Take the line that contains "Where can you spot the wooden guitar?" as the first and the last line of the material as the final one; set down exactly the lines in that span.

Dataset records
--- --- ---
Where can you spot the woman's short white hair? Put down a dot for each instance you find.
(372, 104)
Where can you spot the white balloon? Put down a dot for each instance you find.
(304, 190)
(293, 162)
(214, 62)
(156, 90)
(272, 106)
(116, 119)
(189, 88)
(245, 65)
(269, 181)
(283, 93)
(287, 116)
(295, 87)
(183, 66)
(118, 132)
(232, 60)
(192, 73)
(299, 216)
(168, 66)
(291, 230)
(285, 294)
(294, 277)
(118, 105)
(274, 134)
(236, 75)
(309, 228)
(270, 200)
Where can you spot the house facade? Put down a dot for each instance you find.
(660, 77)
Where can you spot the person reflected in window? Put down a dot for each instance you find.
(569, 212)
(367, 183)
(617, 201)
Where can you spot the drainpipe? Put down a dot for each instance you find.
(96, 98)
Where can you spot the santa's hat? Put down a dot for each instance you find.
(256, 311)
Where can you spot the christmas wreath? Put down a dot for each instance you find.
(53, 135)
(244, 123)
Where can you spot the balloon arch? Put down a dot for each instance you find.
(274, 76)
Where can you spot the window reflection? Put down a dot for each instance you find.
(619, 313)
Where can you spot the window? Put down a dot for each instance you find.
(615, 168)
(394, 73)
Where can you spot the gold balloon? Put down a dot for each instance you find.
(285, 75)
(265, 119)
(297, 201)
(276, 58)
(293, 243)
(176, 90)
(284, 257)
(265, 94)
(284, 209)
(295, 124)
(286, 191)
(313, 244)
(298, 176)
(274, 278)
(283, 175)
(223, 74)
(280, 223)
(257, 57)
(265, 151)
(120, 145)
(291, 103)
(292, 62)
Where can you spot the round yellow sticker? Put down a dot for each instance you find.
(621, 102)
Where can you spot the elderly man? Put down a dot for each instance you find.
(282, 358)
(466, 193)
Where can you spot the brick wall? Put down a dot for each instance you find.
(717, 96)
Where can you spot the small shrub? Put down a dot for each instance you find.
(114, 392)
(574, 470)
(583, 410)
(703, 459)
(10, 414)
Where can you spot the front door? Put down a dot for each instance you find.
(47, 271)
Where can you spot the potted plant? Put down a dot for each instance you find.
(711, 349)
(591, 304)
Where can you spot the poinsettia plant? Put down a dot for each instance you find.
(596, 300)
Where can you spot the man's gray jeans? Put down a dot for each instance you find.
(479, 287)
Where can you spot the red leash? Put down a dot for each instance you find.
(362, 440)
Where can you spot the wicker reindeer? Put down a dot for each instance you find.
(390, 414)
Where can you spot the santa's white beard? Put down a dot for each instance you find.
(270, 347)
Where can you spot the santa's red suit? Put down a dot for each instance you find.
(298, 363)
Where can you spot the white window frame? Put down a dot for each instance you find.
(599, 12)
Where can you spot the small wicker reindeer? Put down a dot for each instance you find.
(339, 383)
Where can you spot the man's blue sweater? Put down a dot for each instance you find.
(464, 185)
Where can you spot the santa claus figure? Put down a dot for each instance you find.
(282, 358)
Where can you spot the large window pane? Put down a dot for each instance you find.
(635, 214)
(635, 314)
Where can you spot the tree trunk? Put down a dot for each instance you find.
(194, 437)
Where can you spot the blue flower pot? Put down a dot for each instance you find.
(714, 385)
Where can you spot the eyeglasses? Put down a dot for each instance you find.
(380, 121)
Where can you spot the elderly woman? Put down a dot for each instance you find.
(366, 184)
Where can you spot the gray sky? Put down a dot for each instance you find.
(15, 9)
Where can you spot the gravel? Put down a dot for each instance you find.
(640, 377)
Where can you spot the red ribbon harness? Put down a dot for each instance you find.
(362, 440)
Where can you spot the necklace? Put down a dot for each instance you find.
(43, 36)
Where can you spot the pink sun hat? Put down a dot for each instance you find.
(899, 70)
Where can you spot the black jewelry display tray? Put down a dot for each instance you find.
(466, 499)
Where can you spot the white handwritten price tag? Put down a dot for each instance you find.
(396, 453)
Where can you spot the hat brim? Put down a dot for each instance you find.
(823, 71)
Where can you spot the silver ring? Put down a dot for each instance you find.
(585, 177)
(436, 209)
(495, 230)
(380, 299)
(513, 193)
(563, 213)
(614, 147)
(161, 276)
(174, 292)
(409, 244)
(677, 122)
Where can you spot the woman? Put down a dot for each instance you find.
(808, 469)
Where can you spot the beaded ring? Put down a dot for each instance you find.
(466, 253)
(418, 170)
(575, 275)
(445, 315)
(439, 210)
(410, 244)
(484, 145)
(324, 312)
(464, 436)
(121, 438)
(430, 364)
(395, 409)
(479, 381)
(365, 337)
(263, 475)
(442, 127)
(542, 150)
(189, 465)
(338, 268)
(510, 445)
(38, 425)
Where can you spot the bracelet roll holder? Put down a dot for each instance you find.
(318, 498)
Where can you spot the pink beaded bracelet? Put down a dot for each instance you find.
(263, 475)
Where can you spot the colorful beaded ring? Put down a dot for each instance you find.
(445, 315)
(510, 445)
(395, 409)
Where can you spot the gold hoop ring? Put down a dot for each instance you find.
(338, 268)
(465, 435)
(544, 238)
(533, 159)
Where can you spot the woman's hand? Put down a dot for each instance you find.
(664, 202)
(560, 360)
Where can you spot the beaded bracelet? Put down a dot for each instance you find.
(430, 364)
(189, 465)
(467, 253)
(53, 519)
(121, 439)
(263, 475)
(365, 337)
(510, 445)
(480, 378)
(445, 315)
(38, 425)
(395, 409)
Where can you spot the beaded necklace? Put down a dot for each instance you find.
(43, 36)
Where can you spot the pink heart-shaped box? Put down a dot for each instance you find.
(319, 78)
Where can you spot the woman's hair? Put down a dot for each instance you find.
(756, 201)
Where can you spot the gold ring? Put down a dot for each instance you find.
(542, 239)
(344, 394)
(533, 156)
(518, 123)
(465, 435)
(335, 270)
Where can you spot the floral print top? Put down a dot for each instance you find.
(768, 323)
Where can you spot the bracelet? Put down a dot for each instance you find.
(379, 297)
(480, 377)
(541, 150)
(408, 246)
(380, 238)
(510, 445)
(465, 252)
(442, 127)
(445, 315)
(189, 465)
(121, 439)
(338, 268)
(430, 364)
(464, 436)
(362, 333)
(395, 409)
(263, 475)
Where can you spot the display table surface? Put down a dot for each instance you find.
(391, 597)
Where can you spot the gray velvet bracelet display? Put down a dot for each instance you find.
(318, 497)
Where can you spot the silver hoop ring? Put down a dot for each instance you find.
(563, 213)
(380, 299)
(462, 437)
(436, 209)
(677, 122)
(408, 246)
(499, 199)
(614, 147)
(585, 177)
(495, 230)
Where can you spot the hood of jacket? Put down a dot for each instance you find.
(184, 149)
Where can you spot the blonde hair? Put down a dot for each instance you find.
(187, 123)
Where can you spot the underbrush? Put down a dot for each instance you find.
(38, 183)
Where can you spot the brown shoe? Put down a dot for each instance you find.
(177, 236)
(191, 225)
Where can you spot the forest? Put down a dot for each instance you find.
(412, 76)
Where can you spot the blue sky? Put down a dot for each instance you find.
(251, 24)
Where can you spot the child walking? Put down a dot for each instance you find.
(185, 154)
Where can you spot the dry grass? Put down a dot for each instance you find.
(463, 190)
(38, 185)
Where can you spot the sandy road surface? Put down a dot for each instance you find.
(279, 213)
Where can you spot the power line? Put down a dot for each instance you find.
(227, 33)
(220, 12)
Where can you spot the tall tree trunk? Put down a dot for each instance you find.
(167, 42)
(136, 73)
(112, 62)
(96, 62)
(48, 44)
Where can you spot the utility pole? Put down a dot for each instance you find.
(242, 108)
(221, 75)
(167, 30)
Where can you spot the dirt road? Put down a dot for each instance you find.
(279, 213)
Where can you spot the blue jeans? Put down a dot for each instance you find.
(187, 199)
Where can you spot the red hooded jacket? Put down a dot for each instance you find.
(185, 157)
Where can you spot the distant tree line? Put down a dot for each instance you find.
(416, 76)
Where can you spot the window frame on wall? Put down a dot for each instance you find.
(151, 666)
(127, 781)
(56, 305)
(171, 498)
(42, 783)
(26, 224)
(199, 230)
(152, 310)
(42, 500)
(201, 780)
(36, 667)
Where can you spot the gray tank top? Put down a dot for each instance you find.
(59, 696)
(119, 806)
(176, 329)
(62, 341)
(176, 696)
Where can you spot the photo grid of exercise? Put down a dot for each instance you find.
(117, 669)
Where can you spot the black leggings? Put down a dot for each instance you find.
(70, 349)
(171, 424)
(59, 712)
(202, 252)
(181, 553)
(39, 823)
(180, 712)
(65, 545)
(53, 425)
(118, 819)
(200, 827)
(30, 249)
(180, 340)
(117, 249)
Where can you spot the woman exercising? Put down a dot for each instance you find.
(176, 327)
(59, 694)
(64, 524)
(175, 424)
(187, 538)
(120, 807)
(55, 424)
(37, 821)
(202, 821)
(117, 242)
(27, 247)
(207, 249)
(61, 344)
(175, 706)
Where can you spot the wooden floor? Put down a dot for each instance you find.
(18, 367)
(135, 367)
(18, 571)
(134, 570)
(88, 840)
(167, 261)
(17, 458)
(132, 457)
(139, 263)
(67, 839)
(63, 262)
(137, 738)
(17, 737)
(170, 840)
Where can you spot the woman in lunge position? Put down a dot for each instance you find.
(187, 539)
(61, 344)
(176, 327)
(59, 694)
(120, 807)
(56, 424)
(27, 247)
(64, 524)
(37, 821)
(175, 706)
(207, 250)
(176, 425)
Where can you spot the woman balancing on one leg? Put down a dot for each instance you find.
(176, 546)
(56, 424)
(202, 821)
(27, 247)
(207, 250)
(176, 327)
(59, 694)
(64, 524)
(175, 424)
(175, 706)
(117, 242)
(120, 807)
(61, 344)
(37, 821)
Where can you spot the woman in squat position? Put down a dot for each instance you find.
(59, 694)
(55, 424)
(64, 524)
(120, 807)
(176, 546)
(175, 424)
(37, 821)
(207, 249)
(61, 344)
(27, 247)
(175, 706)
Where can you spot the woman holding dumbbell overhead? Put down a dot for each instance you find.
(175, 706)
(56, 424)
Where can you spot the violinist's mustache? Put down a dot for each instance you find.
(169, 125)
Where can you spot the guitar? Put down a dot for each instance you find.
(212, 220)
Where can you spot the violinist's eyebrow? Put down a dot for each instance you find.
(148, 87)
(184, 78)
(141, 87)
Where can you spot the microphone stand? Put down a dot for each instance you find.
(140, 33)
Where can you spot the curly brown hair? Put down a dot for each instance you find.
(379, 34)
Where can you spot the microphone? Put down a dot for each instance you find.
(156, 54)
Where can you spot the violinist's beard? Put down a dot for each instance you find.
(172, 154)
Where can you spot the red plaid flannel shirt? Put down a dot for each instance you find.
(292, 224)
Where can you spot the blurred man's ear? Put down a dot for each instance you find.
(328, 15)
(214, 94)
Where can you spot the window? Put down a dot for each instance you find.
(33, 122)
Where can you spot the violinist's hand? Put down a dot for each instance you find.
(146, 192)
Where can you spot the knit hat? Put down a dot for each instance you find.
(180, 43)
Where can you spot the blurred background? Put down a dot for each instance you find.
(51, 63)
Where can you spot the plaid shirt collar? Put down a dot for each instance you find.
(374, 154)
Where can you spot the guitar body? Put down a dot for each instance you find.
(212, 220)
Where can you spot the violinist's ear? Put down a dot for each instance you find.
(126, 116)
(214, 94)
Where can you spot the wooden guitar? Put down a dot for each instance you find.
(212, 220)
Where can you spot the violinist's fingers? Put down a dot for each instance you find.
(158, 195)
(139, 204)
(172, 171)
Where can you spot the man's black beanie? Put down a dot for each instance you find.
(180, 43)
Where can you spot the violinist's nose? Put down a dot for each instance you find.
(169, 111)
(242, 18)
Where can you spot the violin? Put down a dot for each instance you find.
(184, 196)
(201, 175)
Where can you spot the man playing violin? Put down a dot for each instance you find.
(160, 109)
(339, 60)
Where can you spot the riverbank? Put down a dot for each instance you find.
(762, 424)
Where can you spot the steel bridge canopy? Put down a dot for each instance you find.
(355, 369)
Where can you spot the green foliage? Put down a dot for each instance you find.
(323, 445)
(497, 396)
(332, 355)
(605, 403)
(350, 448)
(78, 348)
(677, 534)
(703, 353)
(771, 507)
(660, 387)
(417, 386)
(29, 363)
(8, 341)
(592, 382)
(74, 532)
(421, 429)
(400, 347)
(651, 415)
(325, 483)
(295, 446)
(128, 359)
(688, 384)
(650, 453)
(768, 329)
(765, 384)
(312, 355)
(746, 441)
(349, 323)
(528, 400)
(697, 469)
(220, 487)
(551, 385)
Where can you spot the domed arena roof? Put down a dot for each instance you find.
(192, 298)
--- --- ---
## Exercise result
Where can you spot the wooden guitar? Put down a dot for each instance you find.
(212, 220)
Where can you spot the violinist's fingers? Put down a dot for each instance you find.
(158, 195)
(139, 204)
(172, 171)
Where can you spot the man's black beanie? Put down a dot for each instance you find.
(180, 43)
Where can you spot the violinist's nose? Put down a dot for each instance you find.
(169, 111)
(242, 18)
Where can you spot the violin? Put down a dot for each instance you find.
(184, 196)
(201, 175)
Where can you spot the man playing violin? Put down a dot for each instance you find.
(160, 109)
(339, 60)
Where can you spot the riverbank? Put down a dot for each instance you find.
(762, 424)
Where can you spot the steel bridge canopy? Put down a dot for each instance you find.
(355, 369)
Where can you spot the green foliage? Put down a dot for each instance you find.
(323, 445)
(497, 396)
(332, 355)
(605, 403)
(350, 448)
(78, 348)
(677, 534)
(703, 353)
(771, 507)
(660, 387)
(417, 386)
(29, 363)
(8, 341)
(592, 382)
(74, 532)
(421, 429)
(400, 347)
(651, 415)
(325, 483)
(295, 446)
(128, 359)
(688, 384)
(650, 453)
(768, 329)
(765, 384)
(312, 355)
(746, 441)
(349, 323)
(528, 400)
(697, 469)
(220, 487)
(551, 385)
Where can you spot the domed arena roof? Put down a dot for each instance you find.
(192, 298)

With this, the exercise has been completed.